SET EXERCISE A -
Answer these questions from the passage about Bloom's Taxonomy below:
(i) In what year was the categorization solidified as Bloom's Taxonomy of Cognitive Outcomes?
(ii) What is the second level, and what does it involve?
(iii) What was the final tier?

EXCERPT TO READ -
I’m going to let you in on something. It’s not really a secret, but it’s discussed more among teachers than with students. This concept definitely helps educators to be more effective in their teaching, but students of anything can find great value in this.
If you’ve ever felt like something just wouldn’t stick in your brain, this can help. If you’ve ever wondered why you can recall a whole slew of things pertaining to one subject but not one speck of another, this can help.
What is it? Put simply, it’s a way of categorizing the levels at which we know and learn something.
Not everyone likes to think, and even fewer like to think about thinking. But this ability—to think about thinking—separates us from all other lifeforms on our planet. And learning how we learn is one of the great things about being human.
A group of educators led by Benjamin Bloom devised categorizations of learning in the early 1950s. It was solidified in 1956 as Bloom’s Taxonomy of Cognitive Outcomes. These six “levels” were a hierarchy of how students know any concept—from superficial facts to deeper connections that help in more complex problem-solving.
The first was knowledge—students knowing or memorizing a fact. The next tier was comprehension—being able to rephrase those facts in their own words. Application was the label for the third level—using the previous two tiers to solve problems. A standard math problem involves only the first two tiers on the chart, whereas a “word problem” in math is at the third tier.
Fourth was analysis—being able to understand the separate components of the information and all its facets. Fifth was synthesis—seeing how these separate components fit together to form the whole, or taking units of information to make completely new connections with other information. The final tier was evaluation—the ability to use all the previous levels to make decisions and arguments about various circumstances.

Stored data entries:
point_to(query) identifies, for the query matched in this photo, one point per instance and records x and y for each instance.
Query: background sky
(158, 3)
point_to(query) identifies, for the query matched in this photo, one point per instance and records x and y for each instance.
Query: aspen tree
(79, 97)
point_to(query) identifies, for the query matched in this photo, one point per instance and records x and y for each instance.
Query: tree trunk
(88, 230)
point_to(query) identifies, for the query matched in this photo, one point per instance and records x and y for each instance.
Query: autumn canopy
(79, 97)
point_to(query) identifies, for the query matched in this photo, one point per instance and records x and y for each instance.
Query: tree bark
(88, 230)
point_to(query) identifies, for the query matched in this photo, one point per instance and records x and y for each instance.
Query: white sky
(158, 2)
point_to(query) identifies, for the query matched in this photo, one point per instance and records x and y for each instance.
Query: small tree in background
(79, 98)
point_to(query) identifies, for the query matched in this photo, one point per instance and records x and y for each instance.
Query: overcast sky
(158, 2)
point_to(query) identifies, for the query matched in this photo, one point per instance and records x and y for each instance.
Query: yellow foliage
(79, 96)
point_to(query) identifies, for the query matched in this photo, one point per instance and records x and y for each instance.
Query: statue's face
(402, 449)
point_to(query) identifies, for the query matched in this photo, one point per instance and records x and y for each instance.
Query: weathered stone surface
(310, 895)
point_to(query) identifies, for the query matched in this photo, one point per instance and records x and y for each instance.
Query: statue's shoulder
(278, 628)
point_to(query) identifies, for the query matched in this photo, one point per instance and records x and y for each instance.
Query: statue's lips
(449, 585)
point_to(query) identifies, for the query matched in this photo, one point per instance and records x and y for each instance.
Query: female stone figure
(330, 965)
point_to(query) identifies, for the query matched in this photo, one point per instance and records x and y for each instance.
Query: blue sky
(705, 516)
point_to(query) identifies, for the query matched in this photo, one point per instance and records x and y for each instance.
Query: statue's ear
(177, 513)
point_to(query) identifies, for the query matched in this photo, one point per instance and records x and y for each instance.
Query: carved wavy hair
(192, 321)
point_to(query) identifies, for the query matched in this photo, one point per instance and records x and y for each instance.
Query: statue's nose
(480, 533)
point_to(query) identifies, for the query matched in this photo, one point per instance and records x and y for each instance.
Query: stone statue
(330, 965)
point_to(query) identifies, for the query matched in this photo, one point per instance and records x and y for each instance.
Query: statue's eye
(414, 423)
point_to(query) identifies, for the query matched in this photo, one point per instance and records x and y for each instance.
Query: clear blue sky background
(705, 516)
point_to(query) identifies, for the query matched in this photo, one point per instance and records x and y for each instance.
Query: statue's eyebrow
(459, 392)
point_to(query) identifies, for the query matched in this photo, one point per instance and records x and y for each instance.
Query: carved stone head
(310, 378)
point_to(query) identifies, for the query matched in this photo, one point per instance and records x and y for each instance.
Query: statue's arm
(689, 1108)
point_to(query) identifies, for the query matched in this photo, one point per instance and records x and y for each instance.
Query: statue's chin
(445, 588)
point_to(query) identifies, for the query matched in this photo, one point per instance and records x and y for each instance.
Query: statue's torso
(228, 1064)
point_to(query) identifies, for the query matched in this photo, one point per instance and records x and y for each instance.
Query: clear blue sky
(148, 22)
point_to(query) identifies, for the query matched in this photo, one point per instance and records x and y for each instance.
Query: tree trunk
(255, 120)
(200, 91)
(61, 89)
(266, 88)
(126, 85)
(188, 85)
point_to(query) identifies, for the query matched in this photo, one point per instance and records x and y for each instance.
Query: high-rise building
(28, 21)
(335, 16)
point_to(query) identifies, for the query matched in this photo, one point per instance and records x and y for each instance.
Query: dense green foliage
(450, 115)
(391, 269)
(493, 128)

SET EXERCISE B -
Filter the records above and copy out every line that contains the string "carved". Treat case as significant.

WORKED ANSWER A -
(i) 1956
(ii) Comprehension, which means being able to rephrase facts in your own words.
(iii) Evaluation, which is the ability to use all the previous levels to make decisions and arguments about various circumstances.

WORKED ANSWER B -
Query: carved wavy hair
Query: carved stone head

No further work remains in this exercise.